[Items from a data source]
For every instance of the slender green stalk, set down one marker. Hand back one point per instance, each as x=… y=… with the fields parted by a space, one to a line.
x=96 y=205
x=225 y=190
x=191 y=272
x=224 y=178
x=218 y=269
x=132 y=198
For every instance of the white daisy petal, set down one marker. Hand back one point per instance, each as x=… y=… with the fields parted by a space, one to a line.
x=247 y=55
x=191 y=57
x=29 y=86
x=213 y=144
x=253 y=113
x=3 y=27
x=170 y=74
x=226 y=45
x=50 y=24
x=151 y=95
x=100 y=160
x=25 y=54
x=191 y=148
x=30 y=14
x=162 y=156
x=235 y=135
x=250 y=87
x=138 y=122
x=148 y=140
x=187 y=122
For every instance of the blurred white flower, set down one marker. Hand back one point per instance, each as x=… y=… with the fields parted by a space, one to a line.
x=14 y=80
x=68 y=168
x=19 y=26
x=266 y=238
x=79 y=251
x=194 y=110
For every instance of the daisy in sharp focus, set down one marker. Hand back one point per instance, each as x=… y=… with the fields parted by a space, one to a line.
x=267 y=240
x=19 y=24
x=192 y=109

*What you will do*. Extract the complete data, matching each line exactly.

*Result of the task*.
For every instance of the slender green stalk, set down one marker. Hand back one point per instance, each as x=… y=… with the fields parted by a space, one to a line.
x=96 y=205
x=225 y=190
x=191 y=272
x=224 y=178
x=218 y=269
x=132 y=198
For every instance of the white daisy petal, set down one marker. Hand back one point per instance, each as x=… y=… with the fields parted by a space, one to a line.
x=247 y=55
x=191 y=57
x=29 y=86
x=213 y=144
x=253 y=113
x=3 y=27
x=170 y=74
x=226 y=45
x=50 y=24
x=151 y=95
x=100 y=160
x=25 y=54
x=191 y=148
x=30 y=14
x=162 y=156
x=235 y=135
x=250 y=87
x=138 y=122
x=148 y=140
x=187 y=122
For every instance of the blurred white flower, set down one marker. Hand back one point per instance, each as x=… y=… with the fields parted by a space, one to a line.
x=14 y=80
x=68 y=168
x=19 y=26
x=266 y=238
x=79 y=251
x=194 y=110
For every instance of the daisy in sharp focus, set down one marker. Hand back one point per instance, each as x=… y=… with the fields parted by a space, one to a line.
x=267 y=240
x=19 y=24
x=192 y=109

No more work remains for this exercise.